[AUFGABEN]
1. Übersetze aus der Rezension zu „Walzer für Niemand“ den Satz „Sie sind aufeinander angewiesen und unzertrennlich.“ ins Englische.
2. Nenne bitte alle Bereiche, in denen laut der Rezension zu „Walzer für Niemand“ die unbezähmbare Unabhängigkeit der Kinder besteht.

[TEXTAUSZUG]
Lesenswert!
Sophie Hunger
Walzer für Niemand
192 Seiten, gebunden,
Kiepenheuer & Witsch
ISBN 978-3-462-00324-6
Der Name Hunger hat seinen Ursprung im Safiental. Der erste Roman von Sophie Hunger hat wohl unverkennbar autobiographische Merkmale. Es handelt sich um eine gemeinsame Kindheit mit dem Knaben «Niemand». Die zwei Diplomaten-Kinder sind sich fast ausschliesslich selbst überlassen werden. Die wechselnden Wohnorte wie Schulklassen, wegen des beruflichen Umfeldes ihrer Eltern, bewirken für deren Kinder eine Isolation vom gewöhnlichen Alltag anderer Kinder. Sie sind aufeinander angewiesen und unzertrennlich. «Obwohl wir fleissig in der Schule fehlten, waren wir nie krank. Wir widersetzten uns jeder Form von medizinischer Untersuchung und der damit verbundenen Diagnose. Es war keine Challenge oder Ausdruck sozialen Widerstandes, es war eine höchst persönliche Entscheidung. Diagnostik führe zur Verletzung der menschlichen Würde, hast du gesagt.» Der Roman ist in der Ichform (Sophie) geschrieben. Die unbezähmbare Unabhängigkeit der Kinder im Denken, Fühlen und Handeln wurzelt in der Musik und in der Zweisamkeit. Ein ganz persönlicher Zugang entwickelt sich bei den Kindern beim Musikhören und Improvisieren, ohne eigentlichen Musikunterricht. Es ist ein Aufwachsen mit dem Zauber und der elementaren Kraft der Musik. Doch die innige Freundschaft der Kinder wird im Erwachsenenalter zerbrechlich.

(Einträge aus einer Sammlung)
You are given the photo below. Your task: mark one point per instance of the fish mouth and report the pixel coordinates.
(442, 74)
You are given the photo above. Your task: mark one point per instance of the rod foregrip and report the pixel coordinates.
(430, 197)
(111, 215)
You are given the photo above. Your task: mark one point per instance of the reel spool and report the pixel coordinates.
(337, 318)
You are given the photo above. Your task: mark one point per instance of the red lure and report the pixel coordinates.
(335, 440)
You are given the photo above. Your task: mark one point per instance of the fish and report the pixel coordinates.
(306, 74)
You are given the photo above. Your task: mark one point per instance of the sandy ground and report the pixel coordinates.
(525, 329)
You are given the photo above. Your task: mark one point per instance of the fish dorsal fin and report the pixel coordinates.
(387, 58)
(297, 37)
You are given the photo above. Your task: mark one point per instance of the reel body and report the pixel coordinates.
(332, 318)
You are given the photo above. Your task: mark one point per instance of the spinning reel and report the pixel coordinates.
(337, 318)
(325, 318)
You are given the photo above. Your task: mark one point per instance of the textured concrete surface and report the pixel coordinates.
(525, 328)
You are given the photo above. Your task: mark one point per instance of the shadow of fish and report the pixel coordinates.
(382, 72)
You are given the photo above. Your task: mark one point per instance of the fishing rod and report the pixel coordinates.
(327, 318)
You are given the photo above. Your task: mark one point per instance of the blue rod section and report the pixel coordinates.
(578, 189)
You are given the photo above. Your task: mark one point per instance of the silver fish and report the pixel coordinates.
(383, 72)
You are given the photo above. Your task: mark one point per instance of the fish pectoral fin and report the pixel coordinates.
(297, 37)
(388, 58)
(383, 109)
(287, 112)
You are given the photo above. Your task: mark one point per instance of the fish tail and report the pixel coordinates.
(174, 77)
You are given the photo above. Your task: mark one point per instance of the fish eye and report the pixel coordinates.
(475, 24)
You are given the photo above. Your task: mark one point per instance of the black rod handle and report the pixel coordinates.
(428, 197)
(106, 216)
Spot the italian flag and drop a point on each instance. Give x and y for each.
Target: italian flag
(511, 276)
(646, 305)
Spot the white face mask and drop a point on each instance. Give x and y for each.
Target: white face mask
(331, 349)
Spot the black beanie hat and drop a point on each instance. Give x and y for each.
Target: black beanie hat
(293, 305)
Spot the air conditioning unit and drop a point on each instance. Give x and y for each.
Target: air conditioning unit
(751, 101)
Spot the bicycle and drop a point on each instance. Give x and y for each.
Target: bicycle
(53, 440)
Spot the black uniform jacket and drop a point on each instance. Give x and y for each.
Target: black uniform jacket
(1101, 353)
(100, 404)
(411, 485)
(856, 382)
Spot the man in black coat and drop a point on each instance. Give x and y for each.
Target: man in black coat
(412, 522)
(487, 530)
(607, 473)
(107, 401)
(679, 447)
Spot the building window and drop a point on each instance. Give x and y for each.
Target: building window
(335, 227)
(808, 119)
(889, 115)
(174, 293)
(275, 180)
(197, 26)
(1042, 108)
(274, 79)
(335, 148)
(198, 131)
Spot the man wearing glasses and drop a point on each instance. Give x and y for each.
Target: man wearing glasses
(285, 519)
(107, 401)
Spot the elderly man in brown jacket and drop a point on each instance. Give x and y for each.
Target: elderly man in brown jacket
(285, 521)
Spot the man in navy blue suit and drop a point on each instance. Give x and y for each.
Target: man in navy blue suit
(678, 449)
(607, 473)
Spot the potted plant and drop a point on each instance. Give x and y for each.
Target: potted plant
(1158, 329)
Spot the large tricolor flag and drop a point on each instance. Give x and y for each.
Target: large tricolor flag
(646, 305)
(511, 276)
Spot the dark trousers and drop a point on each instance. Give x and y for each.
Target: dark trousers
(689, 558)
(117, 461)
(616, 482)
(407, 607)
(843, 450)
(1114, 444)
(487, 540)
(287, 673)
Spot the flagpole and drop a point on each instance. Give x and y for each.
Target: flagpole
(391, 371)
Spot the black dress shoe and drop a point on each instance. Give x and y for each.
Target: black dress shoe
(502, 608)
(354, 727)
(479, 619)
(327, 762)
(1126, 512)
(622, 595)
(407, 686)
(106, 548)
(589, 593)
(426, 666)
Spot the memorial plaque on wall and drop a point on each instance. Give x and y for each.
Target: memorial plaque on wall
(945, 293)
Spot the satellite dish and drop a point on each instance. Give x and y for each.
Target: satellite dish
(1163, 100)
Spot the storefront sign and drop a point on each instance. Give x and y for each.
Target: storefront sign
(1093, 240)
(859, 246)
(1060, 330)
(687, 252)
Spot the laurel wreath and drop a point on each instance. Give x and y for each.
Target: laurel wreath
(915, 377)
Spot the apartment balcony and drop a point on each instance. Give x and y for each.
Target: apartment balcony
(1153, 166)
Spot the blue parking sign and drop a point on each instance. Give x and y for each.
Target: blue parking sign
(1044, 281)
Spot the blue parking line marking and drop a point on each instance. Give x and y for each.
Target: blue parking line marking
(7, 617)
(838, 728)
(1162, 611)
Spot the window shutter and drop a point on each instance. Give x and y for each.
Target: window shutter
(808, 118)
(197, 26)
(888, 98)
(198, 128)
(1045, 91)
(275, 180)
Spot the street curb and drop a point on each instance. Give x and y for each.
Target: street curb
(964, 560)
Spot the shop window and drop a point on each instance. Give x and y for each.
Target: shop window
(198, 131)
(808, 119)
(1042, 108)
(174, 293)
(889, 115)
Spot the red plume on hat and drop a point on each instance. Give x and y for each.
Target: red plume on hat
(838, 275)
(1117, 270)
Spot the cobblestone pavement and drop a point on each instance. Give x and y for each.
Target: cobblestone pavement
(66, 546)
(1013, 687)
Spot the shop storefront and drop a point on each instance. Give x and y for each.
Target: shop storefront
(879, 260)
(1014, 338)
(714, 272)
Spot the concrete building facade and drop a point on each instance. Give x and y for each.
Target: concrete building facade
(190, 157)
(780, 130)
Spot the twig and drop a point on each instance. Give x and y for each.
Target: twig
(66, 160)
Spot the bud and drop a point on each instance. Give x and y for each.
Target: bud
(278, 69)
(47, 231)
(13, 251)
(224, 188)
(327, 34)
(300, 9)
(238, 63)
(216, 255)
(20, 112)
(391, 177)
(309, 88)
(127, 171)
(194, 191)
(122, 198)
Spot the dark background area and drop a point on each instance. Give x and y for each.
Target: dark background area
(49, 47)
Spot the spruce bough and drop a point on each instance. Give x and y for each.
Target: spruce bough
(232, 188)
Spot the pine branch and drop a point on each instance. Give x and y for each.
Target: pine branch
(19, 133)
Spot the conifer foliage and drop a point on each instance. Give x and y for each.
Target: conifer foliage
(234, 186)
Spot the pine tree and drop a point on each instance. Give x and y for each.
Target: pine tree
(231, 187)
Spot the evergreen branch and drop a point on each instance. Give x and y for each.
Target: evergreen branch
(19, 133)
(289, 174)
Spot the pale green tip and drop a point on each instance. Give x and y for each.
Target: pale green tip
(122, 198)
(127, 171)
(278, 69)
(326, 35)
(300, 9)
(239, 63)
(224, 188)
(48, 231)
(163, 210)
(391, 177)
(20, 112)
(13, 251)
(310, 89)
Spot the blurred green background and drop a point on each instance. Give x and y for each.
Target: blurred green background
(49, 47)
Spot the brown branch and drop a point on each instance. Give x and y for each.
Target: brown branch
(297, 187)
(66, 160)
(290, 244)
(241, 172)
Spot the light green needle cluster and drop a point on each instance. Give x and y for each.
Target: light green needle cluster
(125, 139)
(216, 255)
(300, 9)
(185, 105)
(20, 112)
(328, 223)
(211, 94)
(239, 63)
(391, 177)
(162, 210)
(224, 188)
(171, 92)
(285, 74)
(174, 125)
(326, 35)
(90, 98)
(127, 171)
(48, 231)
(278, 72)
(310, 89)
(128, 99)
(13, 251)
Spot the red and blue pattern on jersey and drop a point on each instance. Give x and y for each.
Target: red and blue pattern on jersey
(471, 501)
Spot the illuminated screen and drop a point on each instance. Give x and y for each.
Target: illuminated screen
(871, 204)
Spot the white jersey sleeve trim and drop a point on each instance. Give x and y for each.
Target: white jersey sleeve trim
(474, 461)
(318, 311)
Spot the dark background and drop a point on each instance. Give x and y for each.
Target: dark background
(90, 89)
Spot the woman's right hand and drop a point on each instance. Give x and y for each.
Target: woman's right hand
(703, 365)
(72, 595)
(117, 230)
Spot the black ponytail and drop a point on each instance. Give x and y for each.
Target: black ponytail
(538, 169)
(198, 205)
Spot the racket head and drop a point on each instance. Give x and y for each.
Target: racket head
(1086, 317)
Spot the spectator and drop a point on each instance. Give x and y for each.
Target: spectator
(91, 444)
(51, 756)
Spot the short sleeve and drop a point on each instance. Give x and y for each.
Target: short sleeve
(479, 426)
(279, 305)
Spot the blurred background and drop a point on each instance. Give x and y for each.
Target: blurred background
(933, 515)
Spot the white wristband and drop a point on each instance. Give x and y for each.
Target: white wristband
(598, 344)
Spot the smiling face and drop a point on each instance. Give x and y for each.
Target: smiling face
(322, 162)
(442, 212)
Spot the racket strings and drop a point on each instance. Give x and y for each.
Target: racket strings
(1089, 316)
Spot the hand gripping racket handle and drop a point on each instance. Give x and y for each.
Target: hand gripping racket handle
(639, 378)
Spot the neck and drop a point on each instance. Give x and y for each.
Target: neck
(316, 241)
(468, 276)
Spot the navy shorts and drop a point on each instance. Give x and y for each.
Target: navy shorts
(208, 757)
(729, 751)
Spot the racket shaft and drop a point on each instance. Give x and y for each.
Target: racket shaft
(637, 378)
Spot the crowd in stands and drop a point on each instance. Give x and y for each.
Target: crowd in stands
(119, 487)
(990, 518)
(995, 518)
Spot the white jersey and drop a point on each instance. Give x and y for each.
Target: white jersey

[ANTWORTEN]
1. They depend on each other and are inseparable.

2. Denken, Fühlen, Handeln